→ **Die Aufgabe**
Fasse im Text zur digitalen Barrierefreiheit den Absatz, der mit „In diesem Insights-Artikel“ beginnt, als kurze Stichpunktliste zusammen.

→ **Textabschnitt**

In diesem Insights-Artikel teilt Adrian Wegener, Project Manager bei Ergosign und Gründer von Eye Build It, sein Wissen und gibt Tipps, wie man – insbesondere als Unternehmen – an das Thema „digitale Barrierefreiheit“ herangeht. Adrian beschäftigt sich bereits seit Jahren intensiv mit den Themen Barrierefreiheit und inklusives Design und wurde dafür unter anderem durch den Deutschen Designrat, EU und UN ausgezeichnet.
Bereits seit der Zeit der Schreibmaschine gibt es innovative Menschen, die Technologien barrierefrei machen (Quelle). Auf Englisch wird der Begriff Accessibility verwendet. Durch Gesetze, wie beispielsweise den europäischen Rechtsakt zur Barrierefreiheit (Quelle), wird Accessibility immer mehr in den Fokus der Gesellschaft gerückt. Insgesamt sind stark schwankende Aufwände aufseiten der Unternehmen nötig, um echte digitale Barrierefreiheit gewährleisten zu können. Diese lohnen sich jedoch aus gutem Grund:
„Accessibility-Maßnahmen sollen die größte Minderheit der Welt, 15% der Weltbevölkerung (Quelle), die Behinderungen haben, in den technologischen Alltag einbinden.“
Für viele Unternehmen stellt die Umsetzung von digitaler Barrierefreiheit durch mangelnde Erfahrungen oder fehlende persönliche Bezüge eine unklare Hürde dar. Was kommt auf einen zu, wenn man sich mit dem Thema beschäftigen möchte – oder es durch Gesetze muss?

→ **Datenauszüge**
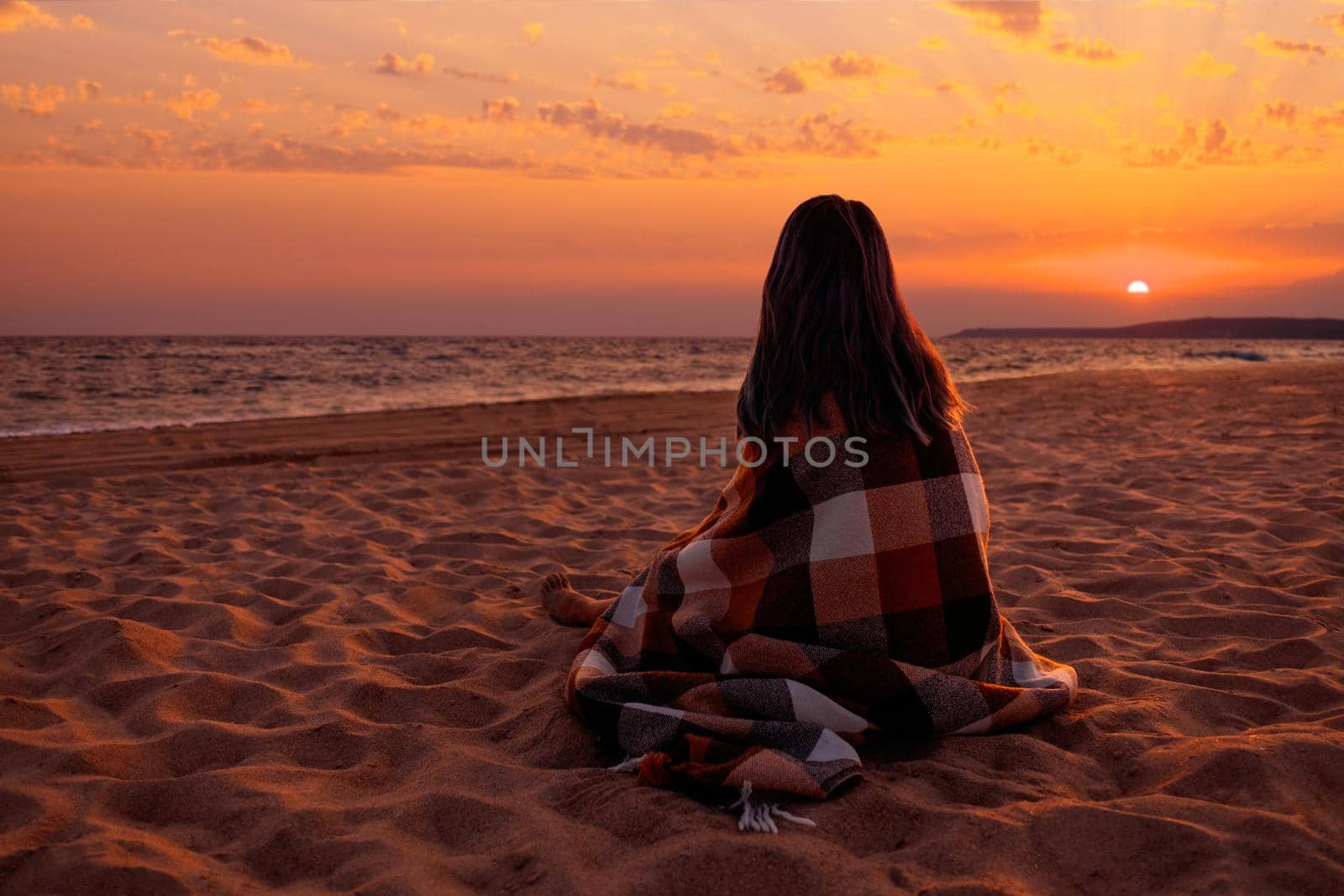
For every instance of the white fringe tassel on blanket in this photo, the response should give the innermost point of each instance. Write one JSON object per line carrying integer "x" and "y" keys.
{"x": 756, "y": 815}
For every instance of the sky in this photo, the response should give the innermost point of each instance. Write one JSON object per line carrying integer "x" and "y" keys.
{"x": 624, "y": 168}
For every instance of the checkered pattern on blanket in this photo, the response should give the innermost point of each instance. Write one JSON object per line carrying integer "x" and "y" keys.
{"x": 811, "y": 606}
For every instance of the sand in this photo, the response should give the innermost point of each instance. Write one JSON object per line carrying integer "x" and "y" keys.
{"x": 307, "y": 654}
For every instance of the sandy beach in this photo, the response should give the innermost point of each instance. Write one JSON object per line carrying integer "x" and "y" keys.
{"x": 308, "y": 654}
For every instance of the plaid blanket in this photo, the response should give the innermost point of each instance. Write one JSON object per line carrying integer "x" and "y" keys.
{"x": 811, "y": 606}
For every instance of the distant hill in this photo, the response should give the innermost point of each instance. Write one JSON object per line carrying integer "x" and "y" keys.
{"x": 1193, "y": 328}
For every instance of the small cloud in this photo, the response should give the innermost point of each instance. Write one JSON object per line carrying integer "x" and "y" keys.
{"x": 390, "y": 63}
{"x": 349, "y": 123}
{"x": 786, "y": 80}
{"x": 1300, "y": 50}
{"x": 253, "y": 51}
{"x": 501, "y": 109}
{"x": 33, "y": 101}
{"x": 472, "y": 74}
{"x": 1205, "y": 66}
{"x": 1095, "y": 51}
{"x": 1210, "y": 141}
{"x": 1287, "y": 113}
{"x": 632, "y": 80}
{"x": 803, "y": 74}
{"x": 257, "y": 107}
{"x": 1334, "y": 22}
{"x": 676, "y": 110}
{"x": 1026, "y": 24}
{"x": 1019, "y": 19}
{"x": 17, "y": 15}
{"x": 596, "y": 121}
{"x": 188, "y": 102}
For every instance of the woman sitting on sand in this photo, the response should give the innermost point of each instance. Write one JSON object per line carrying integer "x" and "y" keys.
{"x": 817, "y": 600}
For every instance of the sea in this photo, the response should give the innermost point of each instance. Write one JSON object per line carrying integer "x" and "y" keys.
{"x": 71, "y": 385}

→ **Übungsergebnis**
- Adrian Wegener ist Project Manager bei Ergosign und Gründer von Eye Build It.
- Im Artikel gibt er Tipps, wie man, vor allem als Unternehmen, digitale Barrierefreiheit angeht.
- Er beschäftigt sich seit Jahren intensiv mit Barrierefreiheit und inklusivem Design.
- Dafür wurde er unter anderem vom Deutschen Designrat, der EU und der UN ausgezeichnet.